▸ TASK TO COMPLETE
Reproduce every one of the items below word for word, leaving out the pictures.

▸ STORED DATA
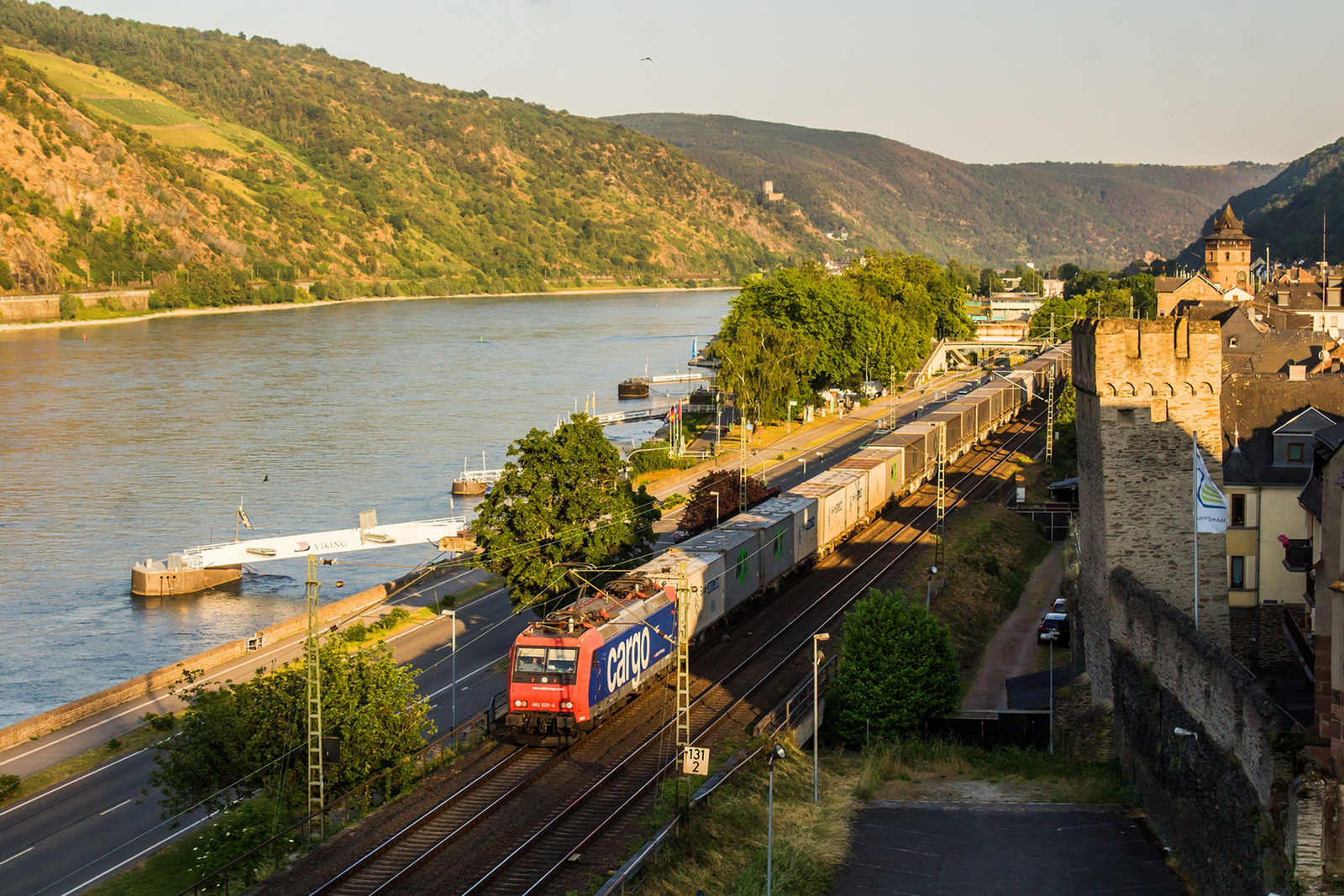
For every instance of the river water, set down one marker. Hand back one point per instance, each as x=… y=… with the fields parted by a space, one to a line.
x=129 y=441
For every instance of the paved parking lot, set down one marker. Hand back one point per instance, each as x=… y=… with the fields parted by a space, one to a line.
x=1001 y=849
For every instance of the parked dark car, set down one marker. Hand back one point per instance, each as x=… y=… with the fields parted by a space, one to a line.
x=1054 y=627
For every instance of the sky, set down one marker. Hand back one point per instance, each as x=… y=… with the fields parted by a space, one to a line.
x=981 y=81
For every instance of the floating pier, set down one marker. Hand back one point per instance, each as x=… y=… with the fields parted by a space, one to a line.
x=213 y=564
x=476 y=481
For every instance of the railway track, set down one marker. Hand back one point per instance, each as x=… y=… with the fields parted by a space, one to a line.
x=615 y=786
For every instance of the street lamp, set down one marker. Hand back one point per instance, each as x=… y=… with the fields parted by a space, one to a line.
x=816 y=720
x=1052 y=637
x=776 y=752
x=452 y=621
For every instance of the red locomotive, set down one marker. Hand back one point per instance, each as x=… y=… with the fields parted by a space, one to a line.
x=578 y=665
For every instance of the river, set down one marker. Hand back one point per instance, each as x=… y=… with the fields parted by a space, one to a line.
x=129 y=441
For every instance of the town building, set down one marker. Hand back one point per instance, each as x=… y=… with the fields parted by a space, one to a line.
x=1226 y=275
x=1227 y=253
x=1323 y=500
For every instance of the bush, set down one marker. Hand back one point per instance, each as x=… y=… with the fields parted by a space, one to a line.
x=897 y=669
x=394 y=618
x=8 y=786
x=160 y=723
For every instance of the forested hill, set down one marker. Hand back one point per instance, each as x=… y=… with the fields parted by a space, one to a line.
x=134 y=149
x=1287 y=211
x=890 y=195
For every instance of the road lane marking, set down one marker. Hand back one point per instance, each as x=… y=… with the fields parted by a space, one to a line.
x=66 y=783
x=150 y=849
x=461 y=679
x=17 y=855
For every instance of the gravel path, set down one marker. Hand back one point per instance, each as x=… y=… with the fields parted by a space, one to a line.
x=1014 y=647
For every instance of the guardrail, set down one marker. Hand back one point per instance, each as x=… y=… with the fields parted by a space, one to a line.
x=265 y=859
x=799 y=701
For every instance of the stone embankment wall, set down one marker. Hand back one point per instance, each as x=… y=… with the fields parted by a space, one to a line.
x=17 y=309
x=147 y=684
x=1214 y=799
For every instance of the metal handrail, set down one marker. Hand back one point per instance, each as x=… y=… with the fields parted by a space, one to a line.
x=477 y=727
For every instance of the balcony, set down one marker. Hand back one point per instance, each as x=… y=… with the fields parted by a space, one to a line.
x=1297 y=553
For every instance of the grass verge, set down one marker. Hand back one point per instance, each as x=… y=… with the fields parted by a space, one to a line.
x=991 y=553
x=128 y=743
x=722 y=849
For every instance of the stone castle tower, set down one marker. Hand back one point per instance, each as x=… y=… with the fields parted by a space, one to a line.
x=1142 y=389
x=1227 y=253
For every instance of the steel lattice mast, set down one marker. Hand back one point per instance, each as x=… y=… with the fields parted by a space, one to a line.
x=938 y=548
x=315 y=708
x=683 y=665
x=1050 y=421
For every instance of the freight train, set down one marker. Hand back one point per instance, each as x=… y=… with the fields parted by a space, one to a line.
x=578 y=665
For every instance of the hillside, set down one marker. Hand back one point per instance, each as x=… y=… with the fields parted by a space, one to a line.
x=138 y=149
x=1287 y=211
x=890 y=195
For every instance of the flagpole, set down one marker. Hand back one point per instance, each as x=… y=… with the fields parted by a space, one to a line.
x=1194 y=469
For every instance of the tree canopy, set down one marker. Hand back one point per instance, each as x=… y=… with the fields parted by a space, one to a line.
x=561 y=501
x=239 y=739
x=897 y=669
x=803 y=329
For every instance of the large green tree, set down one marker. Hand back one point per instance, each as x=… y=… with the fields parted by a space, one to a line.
x=897 y=669
x=562 y=500
x=239 y=739
x=878 y=315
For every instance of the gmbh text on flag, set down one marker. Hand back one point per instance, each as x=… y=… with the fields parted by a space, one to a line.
x=1210 y=504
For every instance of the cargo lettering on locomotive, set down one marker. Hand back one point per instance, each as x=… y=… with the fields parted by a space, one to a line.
x=631 y=653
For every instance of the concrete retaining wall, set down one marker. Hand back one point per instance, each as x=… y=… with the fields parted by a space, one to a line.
x=151 y=681
x=29 y=309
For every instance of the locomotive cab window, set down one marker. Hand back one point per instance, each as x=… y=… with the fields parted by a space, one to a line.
x=531 y=660
x=546 y=665
x=562 y=660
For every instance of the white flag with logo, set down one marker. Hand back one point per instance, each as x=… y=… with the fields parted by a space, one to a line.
x=1210 y=504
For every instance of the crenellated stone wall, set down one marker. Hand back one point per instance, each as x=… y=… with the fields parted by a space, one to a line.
x=1142 y=389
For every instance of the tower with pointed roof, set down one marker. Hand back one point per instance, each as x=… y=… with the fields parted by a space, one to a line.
x=1227 y=253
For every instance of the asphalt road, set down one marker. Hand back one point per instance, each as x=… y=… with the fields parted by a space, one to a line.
x=1001 y=849
x=76 y=835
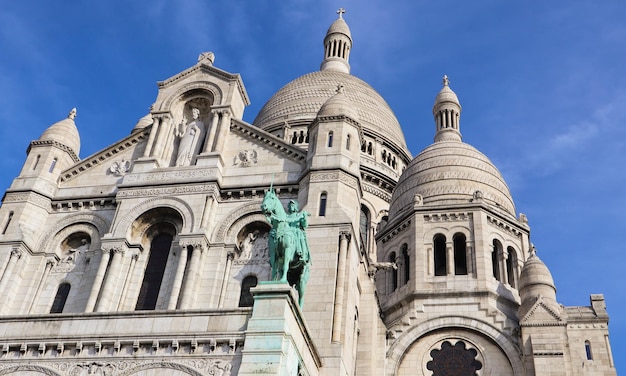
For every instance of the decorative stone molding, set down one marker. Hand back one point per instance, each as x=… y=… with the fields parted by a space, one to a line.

▸ RESULT FOR THIS EXERCISE
For every instance of the river water, set down one marker. Hand back one point per instance, each as x=… y=… with the fields parted by a space, one to a line.
x=129 y=441
For every instance of the paved parking lot, set down one marker. Hand back one point per instance, each as x=… y=… with the fields parted by a space, one to a line.
x=1001 y=849
For every instance of the parked dark car, set down one marker. Hand back one point per instance, each as x=… y=… with the fields parted by a space, one to a line.
x=1054 y=627
For every instance of the sky, set down one marker. Hand back one point per instance, each as x=… y=… with the fields parted by a space, one to a line.
x=981 y=81
For every instance of the floating pier, set down one marker. Hand back one point per instance, each as x=… y=… with the fields parted by a space, one to a line.
x=213 y=564
x=476 y=481
For every instance of the railway track, set down one marker. Hand back one point per instance, each as x=… y=… with the fields parted by a space, one to a line.
x=615 y=786
For every instance of the street lamp, set down one marker. Hand back one point per instance, each as x=… y=… with the fields parted by a space, one to a line.
x=816 y=720
x=1052 y=637
x=776 y=752
x=452 y=621
For every instance of the red locomotive, set down one marker. Hand back one point per instance, each as x=… y=… with the fields parted by a space, one to a line.
x=578 y=665
For every instance of the river, set down one marker. Hand back one point per instance, each as x=… y=… with the fields parted by a space, one to a line.
x=129 y=441
For every instance of the town building, set down one marker. Hand back one point per instance, each as x=… y=… with the fields parted by a space, one to a line.
x=1226 y=275
x=1227 y=253
x=1323 y=500
For every instance of the bush, set down one marker. Hand back one point per instance, each as x=… y=… with the fields parted by a space, one to a line.
x=897 y=669
x=394 y=618
x=8 y=786
x=160 y=723
For every instance of the forested hill, set down one marker. Hand back one point per instance, each as x=… y=… with the fields parted by a space, one to a line.
x=134 y=149
x=1287 y=211
x=890 y=195
For every instance of the road lane marking, set down one marker. Hand back one point per instance, each as x=… y=… with the fields parted by a space, one to a line.
x=66 y=783
x=150 y=849
x=461 y=679
x=17 y=855
For every instance of the gravel path, set down one marker. Hand back one point per instance, each as x=… y=… with the fields parted by a space, one to a line.
x=1014 y=647
For every instance of the guardrail, set down one marker. Hand back one point per instance, each as x=… y=… with the fields parted by a space, one to a line.
x=265 y=859
x=799 y=701
For every instance of the stone embankment wall, set down one marker. Hand back one point per instance, each as x=… y=… with the fields parted by a space, one to a line.
x=17 y=309
x=147 y=684
x=1214 y=799
For every instance of the metal handrail, set down one marker. Hand back one point per instance, each as x=… y=… with the fields parted by a space, one to a line.
x=477 y=727
For every instance of the balcony, set down one marker. Hand back one point per instance, each as x=… y=… with the fields parted by a space, one to a line.
x=1297 y=553
For every instance of the grass verge, set down one marker. Hand back one point per instance, each as x=… y=… with the fields parted by a space, one to a line.
x=991 y=553
x=128 y=743
x=722 y=849
For every instance of the stone castle tower, set down one marker. Hand back one point per instance, each as x=… y=… with the fields parted by a space, one to a line.
x=1142 y=389
x=1227 y=253
For every instance of the steel lattice mast, set down one marker. Hand back one point per instance, each as x=… y=… with the fields parted by a space, one to a line.
x=938 y=548
x=315 y=708
x=683 y=665
x=1050 y=421
For every instance of the freight train, set down one marker. Hand back one point per instance, each as x=… y=… with the fields parted by a space, one to a line.
x=578 y=665
For every instance of the hillside, set down one marker. Hand back one point per instance, each as x=… y=… with the fields parted by a space, one to a line.
x=138 y=149
x=1287 y=211
x=890 y=195
For every instance of the flagpole, set down one marker. Hand back one point per instance, each as x=… y=… with the fields parted by a space, one to a line.
x=1194 y=469
For every instance of the tree canopy, set down one marker. Hand back one point per instance, each as x=… y=… with the fields parted by a space, one to a line.
x=561 y=501
x=239 y=739
x=897 y=669
x=803 y=329
For every instance of the large green tree, set down one marker. Hand back one point per instance, each as x=… y=… with the fields parted by a space, one to a line.
x=897 y=669
x=562 y=500
x=239 y=739
x=878 y=315
For every instance of the gmbh text on flag, set down one marker. Hand back one point per instance, each as x=… y=… with the fields parted by a space, one to a line.
x=1210 y=504
For every instance of the cargo lettering on locomotive, set down one marker. Hand back one point per instance, each as x=… y=… with the fields parted by a space, one to a line.
x=631 y=653
For every instance of the concrete retaining wall, set down one marker. Hand back one point per instance, each as x=… y=… with the fields parted by a space, one to a line.
x=151 y=681
x=29 y=309
For every instance of the locomotive cab window, set down one marker. Hand back one point per instance, each as x=… y=… with the fields parted by a space, one to a line.
x=531 y=660
x=546 y=665
x=562 y=660
For every instance of the white flag with logo, set down one marker. Hand back one point per instance, each as x=… y=… with the fields parted by a space, one to a line.
x=1210 y=504
For every instance of the crenellated stone wall, set down one marker. Hand back one point per instance, each as x=… y=… with the fields parted by a space, one to a line.
x=1142 y=389
For every instance of the tower with pointed roof, set down one marker. Hand back one point per instance, each as x=… y=… with the fields parted by a space, one to a line.
x=1227 y=253
For every instance of the asphalt road, set down one marker. Hand back one point per instance, each as x=… y=… with the fields parted by a space, one to a line.
x=1001 y=849
x=76 y=835
For every instance of the decorative stone molding, set down one marker. Hand back one point per instance, each as x=… y=… with the fields parted by a space, one to a line.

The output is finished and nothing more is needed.